Set problem
Repeat the records exactly. Every line must match.

Data provided
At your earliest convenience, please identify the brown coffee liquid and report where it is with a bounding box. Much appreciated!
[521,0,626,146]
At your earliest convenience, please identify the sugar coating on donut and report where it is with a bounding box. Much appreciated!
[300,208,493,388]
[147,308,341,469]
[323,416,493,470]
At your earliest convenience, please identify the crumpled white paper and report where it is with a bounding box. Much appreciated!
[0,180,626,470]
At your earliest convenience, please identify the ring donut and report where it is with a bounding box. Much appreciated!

Output below
At your earliest convenience, please identify the brown coffee liquid and report where it is with a bounding box. Much appreciated!
[521,0,626,146]
At your earliest convenience, please identify the sugar coating on donut and report where it is with a bounding box. Much appreciated!
[300,208,493,388]
[147,308,341,469]
[323,416,493,470]
At your earliest convenience, please identify the crumpled white paper and report where it is with a bounding box. Much appreciated!
[0,180,626,470]
At your earliest convenience, please identify the ring donut and report where it is with a bounding box. Much appreciated!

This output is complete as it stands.